**EXERCISE INSTRUCTIONS**
(a) Rewrite the paragraph beginning "In the past three years" from the article on Georgia's marijuana law below as a short bulleted list that keeps its main facts.
(b) Please quote everything in the article on Georgia's marijuana law from "The FDA also" down to "b approved soon.".

**TEXT BLOCK**
════════════════
After the votes were counted, Sen. Paul C. Broun, D. – Athens, hugged Mona Taft. They wept, “You know,” said Broun, “my wife just died of cancer.”
That such a law could be passed on the first try in Georgia, legislators agreed, was a testament to the perseverance and determination of Mona Taft, who lobbied more than half the members of the Legislature for up to an hour each, beginning the day after her husband’s death.
“That woman is a tiger,” Gov. Busbee told aides after Mrs. Taft visited his office early in the session.
But if the new law is a testament to the power of a determined lobbyist, it also is evidence of increasing realization in southern medical and political circles that marijuana can be an important tool in the battle against cancer and glaucoma.
In the past three years, 17 states have passed legislation making marijuana or its active ingredient, THC, available to terminal cancer victims. Of those, seven – including Florida – are in the South. Mississippi, Tennessee and South Carolina are considering similar laws.
Yet only four states, New Mexico, Washington, Illinois and Louisiana, have been able to implement their laws and actually make the marijuana available to cancer patients under less stringent rules than the U.S. Food and Drug Administration uses to run its federal program.
Cancer specialists say that the FDA requires “a lot of red tape and a lot of rigamarole” before it will allow a doctor to provide marijuana to his patients.
The FDA also must approve programs, such as Georgia’s, proposed by states. And it has taken its time in doing so.
Florida, for example, adopted its law two years ago. Its sponsor, Rep. Lee Moffitt, D – Tampa, said recently that he expects the Florida program to b approved soon.
Cancer specialists in the Atlanta area say that as more states approve the use of marijuana for therapeutic uses, the political pressure on the FDA will be so great that it will have to ease its restrictions.
The Georgia law calls for doctors to prescribe marijuana grown on a government research farm at the University of Mississippi. Before a doctor could prescribe it, he would have to have a state board of physicians certify that his patient needed the marijuana to relieve nausea caused by chemotherapy.
════════════════
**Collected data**

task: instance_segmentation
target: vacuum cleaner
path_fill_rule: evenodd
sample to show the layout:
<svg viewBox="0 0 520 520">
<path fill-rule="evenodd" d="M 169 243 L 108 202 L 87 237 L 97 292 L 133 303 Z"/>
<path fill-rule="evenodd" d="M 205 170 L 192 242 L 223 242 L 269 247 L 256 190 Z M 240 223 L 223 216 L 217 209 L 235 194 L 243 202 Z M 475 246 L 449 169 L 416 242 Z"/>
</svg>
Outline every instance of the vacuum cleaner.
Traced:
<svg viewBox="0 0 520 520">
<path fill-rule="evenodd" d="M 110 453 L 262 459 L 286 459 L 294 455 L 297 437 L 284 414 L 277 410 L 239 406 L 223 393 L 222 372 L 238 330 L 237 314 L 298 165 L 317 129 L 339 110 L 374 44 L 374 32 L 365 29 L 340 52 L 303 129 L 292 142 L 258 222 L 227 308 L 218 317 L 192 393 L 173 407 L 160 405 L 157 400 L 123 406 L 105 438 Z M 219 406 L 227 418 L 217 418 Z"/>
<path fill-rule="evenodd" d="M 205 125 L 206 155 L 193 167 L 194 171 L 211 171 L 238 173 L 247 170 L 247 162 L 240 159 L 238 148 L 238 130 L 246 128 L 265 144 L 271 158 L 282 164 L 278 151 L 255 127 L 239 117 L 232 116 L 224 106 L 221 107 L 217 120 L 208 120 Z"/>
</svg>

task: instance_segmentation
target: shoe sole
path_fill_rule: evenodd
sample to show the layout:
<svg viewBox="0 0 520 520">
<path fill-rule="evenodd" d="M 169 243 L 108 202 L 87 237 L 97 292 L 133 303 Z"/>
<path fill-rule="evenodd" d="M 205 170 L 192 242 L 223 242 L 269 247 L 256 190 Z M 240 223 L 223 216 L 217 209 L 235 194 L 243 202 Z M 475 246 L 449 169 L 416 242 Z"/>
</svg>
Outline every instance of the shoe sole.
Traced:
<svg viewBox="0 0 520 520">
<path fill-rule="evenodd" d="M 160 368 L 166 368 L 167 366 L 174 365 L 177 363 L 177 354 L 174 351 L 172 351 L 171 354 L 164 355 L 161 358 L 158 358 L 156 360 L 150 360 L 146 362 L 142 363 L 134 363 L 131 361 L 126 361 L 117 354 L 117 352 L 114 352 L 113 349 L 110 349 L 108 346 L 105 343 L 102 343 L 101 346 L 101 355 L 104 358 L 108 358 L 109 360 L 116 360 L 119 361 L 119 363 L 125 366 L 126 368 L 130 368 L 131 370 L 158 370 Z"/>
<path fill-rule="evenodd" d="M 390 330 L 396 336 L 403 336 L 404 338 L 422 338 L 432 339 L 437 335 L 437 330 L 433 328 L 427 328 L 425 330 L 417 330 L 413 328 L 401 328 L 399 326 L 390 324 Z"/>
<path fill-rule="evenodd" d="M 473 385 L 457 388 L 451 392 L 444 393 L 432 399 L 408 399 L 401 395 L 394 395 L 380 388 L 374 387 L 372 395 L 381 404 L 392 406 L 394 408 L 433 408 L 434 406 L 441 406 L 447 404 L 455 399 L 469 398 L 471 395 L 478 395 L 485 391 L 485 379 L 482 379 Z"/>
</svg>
════════════════
**RESULTS OF THE TASKS**
(a)
- In the past three years, 17 states have passed laws making marijuana or its active ingredient, THC, available to terminal cancer victims.
- Seven of those states, including Florida, are in the South.
- Mississippi, Tennessee and South Carolina are considering similar laws.

(b)
The FDA also must approve programs, such as Georgia’s, proposed by states. And it has taken its time in doing so.
Florida, for example, adopted its law two years ago. Its sponsor, Rep. Lee Moffitt, D – Tampa, said recently that he expects the Florida program to b approved soon.